* 本文 *
(3)臨時記号 ♮ によるマタイ伝からの逸脱

           (Accidental deviation by ♮ from St Matthew)


マタイ伝26、27章で、イエスが父(=神)に語る場面は二ヶ所ある。ゲッセマネの祈りと呼ばれる対話と、神への疑問を呈する十字架上の言葉である。この節では、これらが《マタイ受難曲》の中で、どのように音楽化されたかを検証し、両者の音楽的関係に重要な意味があることを述べる。その前に、《マタイ受難曲》の歌詞が4つのルター訳福音書テキストとどのように対応するかを確認したい(日本語は原則としてルター訳聖書からの重訳だが、それ以外では口語訳聖書より引用)。

ゲッセマネの祈りの場面は、マルコ伝(14:36)とルカ伝(22:42-44)で、基本的に同じである。イエスは死の恐怖におののき苦しむだけである。マタイ伝(26:39-42)では、一度目の祈りは同様だが、二度目の祈りが追加されて、最終的に恐怖を克服し、死を受け入れるイエスの意志が表明される。ヨハネ伝には、ゲッセマネの物語そのものがない。《マタイ受難曲》歌詞は、ルター訳テキストの通りで歌詞上の逸脱はない。

他方、十字架上で発せられた神への疑問は、マルコ伝(15:34)とマタイ伝(27:46)で全く同じである。イエスはヘブライ語で「わが神、わが神、どうしてわたしを見捨てたのですか」とあたかも非難するかのように神に問う(注1)。ルカ伝(23:46)では、神への疑問はなく、イエスは「父よ、わたしの霊をあなたの手にゆだねます」と死を受け入れる意思表示をする。ヨハネ伝(19:30)は、いずれとも違って、「ことは成った」とあたかも他人事のように超然としている。《マタイ受難曲》では、7章2節で述べたように、マタイ伝から逸脱して「どうして」が繰り返され、神への疑問が強調される(MP61a:8)。以上をまとめると興味深い関係が浮かび上がる(表4)。


Table 4. Jesus prays in Gethsemane and on the Cross according to St Mark, St Matthew, St Luke and St John, and to JS Bach in the St Matthew Passion.

* 提供資料 *

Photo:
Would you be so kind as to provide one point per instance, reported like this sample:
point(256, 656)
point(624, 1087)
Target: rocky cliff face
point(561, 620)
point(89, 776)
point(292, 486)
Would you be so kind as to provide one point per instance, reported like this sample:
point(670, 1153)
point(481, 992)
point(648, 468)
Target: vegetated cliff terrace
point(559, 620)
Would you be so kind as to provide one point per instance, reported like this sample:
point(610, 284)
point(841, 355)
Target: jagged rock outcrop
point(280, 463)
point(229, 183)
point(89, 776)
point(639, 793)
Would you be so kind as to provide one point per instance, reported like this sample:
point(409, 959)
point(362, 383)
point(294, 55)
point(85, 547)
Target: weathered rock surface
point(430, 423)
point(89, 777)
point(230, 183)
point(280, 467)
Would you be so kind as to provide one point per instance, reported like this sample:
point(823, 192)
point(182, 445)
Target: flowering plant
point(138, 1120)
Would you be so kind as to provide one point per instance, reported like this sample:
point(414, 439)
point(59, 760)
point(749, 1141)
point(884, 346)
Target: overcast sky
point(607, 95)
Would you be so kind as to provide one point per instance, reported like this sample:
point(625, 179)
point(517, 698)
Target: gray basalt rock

==

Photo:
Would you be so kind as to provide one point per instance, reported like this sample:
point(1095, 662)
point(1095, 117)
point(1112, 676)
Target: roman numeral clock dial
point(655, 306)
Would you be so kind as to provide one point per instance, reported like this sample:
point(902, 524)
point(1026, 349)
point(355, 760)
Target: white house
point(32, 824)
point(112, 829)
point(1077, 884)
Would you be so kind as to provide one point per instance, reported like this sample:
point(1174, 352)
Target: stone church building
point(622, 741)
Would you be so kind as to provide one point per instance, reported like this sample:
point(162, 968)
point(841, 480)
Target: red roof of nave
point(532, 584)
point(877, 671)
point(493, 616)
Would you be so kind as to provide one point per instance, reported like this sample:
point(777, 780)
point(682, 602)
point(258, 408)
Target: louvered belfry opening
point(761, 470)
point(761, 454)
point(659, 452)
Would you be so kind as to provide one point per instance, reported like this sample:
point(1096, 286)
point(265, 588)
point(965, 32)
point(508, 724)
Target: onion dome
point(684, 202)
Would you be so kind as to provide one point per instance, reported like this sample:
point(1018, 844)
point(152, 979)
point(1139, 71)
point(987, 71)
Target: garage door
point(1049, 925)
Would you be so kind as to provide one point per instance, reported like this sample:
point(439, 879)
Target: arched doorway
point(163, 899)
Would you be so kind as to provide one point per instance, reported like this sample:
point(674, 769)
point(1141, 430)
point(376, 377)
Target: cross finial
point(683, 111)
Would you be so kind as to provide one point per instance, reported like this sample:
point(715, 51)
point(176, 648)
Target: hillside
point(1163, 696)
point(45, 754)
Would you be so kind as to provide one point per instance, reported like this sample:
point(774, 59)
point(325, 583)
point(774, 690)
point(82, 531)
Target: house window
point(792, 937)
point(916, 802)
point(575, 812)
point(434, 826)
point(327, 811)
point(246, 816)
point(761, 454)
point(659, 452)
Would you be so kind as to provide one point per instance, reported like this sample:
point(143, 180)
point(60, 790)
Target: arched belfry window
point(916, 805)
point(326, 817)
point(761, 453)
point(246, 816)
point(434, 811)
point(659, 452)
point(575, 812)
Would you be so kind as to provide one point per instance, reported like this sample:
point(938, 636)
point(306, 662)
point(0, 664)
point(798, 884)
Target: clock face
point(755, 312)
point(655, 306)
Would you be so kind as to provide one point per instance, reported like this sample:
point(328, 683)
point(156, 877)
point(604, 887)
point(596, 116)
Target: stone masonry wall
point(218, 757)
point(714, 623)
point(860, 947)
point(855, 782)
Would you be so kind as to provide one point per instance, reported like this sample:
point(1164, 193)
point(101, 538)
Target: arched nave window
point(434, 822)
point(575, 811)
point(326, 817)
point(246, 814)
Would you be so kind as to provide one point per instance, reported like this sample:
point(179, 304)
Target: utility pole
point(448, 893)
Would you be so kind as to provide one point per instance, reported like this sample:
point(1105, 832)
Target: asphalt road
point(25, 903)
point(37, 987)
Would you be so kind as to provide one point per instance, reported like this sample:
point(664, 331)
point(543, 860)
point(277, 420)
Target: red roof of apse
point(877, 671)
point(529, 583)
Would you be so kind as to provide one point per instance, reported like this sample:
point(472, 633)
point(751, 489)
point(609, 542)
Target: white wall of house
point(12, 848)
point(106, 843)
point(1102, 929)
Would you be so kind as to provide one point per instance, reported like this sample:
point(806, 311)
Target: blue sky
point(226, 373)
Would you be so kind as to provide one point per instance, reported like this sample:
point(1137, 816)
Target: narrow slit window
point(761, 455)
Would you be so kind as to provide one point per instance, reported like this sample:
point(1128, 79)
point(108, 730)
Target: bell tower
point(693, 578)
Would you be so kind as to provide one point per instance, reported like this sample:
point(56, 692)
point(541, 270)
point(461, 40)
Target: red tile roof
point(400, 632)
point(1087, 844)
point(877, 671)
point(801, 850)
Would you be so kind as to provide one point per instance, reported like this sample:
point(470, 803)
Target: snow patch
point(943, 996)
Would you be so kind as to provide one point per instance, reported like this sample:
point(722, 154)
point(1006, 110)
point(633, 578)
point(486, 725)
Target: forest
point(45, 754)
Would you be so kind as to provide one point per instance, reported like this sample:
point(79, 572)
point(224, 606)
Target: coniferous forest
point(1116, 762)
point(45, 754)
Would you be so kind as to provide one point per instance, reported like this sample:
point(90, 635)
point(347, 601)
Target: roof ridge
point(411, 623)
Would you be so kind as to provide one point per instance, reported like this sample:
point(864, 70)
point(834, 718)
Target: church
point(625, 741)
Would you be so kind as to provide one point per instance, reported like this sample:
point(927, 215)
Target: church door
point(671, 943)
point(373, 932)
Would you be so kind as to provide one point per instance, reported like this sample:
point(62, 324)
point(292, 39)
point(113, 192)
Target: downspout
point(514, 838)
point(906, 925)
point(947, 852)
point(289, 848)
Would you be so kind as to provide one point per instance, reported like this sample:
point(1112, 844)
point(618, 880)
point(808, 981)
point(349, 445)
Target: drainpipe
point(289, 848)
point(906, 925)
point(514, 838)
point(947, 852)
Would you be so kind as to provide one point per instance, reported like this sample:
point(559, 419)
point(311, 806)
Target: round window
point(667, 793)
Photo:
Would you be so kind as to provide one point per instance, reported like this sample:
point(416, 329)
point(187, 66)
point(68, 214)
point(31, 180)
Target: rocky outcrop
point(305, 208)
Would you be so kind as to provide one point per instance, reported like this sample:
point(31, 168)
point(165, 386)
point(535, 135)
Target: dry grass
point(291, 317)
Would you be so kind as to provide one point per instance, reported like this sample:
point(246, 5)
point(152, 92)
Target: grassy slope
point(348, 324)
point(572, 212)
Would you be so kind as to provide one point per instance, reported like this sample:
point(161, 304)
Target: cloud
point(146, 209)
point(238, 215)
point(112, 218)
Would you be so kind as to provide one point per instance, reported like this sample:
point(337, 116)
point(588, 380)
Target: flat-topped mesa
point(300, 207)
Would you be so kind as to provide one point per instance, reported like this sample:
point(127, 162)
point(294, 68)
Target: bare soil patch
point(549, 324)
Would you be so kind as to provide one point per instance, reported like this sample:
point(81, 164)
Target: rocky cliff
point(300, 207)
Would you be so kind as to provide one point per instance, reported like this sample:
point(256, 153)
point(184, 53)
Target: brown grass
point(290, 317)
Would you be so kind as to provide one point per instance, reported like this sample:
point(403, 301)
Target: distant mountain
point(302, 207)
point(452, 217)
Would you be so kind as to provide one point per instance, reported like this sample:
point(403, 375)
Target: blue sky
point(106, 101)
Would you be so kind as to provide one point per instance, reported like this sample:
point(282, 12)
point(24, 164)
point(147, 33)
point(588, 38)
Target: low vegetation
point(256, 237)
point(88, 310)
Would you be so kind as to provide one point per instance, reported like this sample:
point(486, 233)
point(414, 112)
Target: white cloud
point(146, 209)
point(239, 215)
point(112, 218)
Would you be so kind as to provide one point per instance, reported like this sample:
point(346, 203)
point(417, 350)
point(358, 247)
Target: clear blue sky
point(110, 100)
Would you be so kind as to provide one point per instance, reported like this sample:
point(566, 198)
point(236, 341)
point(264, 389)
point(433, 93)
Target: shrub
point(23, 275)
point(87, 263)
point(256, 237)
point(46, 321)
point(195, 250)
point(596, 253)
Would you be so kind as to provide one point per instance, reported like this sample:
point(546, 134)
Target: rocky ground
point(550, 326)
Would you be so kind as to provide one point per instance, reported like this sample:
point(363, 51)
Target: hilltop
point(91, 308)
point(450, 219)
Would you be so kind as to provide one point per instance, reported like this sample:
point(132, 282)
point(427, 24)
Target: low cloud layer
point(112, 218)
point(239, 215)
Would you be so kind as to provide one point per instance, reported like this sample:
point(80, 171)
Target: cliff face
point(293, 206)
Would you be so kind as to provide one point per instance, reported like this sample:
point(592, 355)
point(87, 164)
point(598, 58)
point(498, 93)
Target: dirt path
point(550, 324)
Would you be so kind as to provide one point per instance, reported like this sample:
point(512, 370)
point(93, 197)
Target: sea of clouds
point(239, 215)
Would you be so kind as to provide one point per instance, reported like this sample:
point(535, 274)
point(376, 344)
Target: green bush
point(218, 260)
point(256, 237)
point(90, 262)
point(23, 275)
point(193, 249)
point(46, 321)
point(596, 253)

--

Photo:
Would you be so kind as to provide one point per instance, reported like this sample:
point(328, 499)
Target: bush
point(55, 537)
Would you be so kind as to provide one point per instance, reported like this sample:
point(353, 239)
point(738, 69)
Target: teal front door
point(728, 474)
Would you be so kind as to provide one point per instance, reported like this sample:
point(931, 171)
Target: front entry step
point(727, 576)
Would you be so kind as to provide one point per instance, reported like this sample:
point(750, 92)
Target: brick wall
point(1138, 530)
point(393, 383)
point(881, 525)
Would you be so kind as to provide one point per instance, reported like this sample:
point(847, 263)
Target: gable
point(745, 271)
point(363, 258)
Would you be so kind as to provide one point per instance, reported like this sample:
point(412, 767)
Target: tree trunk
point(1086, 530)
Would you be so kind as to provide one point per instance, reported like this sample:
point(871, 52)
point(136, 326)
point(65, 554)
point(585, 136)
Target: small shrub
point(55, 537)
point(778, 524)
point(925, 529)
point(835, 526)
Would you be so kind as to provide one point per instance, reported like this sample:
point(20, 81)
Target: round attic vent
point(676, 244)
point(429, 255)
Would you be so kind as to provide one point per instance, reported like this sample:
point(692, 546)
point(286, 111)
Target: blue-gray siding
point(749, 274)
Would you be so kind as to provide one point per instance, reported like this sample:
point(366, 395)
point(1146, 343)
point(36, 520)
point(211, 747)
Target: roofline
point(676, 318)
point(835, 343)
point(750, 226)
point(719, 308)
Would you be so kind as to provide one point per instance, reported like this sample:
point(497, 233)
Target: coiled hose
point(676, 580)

* 課題 1 *
《マタイ受難曲》に関する文章のうち、十字架上でイエスが神に語る言葉について引かれている福音書の章節を、福音書名とあわせてすべて挙げてください。
* 課題 2 *
《マタイ受難曲》に関する文章を、表4の見出しに続く部分から書き継いでください。

* 解答 1 *
マルコ伝15:34、マタイ伝27:46、ルカ伝23:46、ヨハネ伝19:30

* 解答 2 *
‘Anguished’: Jesus expressed his wish not to die.; ‘Doubt to God’: Jesus questioned to the God, “why did you abandon me?”. ‘Strong doubt to God’: Jesus persistently questioned to the God by repeating twice “Why?”. ‘Voluntary will’: Jesus displayed voluntarily the will to accept his own death. ‘Matthew-P’: ≪The St Matthew Passion≫ by J. S. Bach


表4を見ると、各福音書の成立年代に応じてイエスの神格化が進む過程がよくわかる。これをさらにわかりやすくするために、参考までに数字に置き換えてみるとより明瞭になる。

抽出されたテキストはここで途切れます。